▶ _Work required_
From the line that includes "Look at the photo above. For every instance of the white" down to the final line of the data below, copy every line exactly and leave the rest out.

(Records from a data collection)
- - - - -
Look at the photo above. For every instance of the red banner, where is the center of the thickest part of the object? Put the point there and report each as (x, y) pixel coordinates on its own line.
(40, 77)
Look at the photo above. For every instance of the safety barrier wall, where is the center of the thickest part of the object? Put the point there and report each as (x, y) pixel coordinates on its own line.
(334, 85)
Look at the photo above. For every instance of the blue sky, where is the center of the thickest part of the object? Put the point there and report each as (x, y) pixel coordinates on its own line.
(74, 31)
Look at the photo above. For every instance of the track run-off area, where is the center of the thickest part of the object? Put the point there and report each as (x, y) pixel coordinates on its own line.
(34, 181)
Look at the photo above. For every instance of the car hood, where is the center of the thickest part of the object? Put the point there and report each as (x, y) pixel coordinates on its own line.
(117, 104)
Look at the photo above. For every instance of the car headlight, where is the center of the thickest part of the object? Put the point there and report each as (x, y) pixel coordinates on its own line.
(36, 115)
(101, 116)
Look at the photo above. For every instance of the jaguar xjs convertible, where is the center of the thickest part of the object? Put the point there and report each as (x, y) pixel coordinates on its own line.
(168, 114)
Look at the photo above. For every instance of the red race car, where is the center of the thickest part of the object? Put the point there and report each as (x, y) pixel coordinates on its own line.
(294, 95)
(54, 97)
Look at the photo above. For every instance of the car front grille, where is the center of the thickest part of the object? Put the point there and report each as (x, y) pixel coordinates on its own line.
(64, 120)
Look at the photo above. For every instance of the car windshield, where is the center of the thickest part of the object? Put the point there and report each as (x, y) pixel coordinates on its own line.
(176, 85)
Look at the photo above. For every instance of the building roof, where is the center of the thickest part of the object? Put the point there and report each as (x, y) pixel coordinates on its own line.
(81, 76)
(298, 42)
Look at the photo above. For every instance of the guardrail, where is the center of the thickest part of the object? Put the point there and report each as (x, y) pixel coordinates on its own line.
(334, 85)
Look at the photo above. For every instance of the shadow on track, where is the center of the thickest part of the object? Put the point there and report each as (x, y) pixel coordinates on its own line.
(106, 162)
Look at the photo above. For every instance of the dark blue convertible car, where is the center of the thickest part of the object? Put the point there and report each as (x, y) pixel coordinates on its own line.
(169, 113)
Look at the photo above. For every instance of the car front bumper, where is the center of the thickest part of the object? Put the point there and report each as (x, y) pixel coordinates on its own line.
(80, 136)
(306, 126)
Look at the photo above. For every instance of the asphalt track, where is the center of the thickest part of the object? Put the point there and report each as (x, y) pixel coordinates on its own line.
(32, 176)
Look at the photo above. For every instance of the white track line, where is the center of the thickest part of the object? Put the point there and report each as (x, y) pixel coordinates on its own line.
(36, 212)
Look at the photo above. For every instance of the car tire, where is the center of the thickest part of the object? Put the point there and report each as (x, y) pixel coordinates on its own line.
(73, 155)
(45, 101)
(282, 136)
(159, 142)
- - - - -
▶ _Task result_
Look at the photo above. For every instance of the white track line, where is the center of the thickest part of the object? Put the point there and report each as (x, y) pixel coordinates on its own line.
(36, 212)
Look at the photo above. For every instance of the car tire, where is the center of the thickest part of the object? Put the point there and report each as (x, y) pixel coordinates on its own line.
(73, 155)
(45, 101)
(282, 136)
(159, 142)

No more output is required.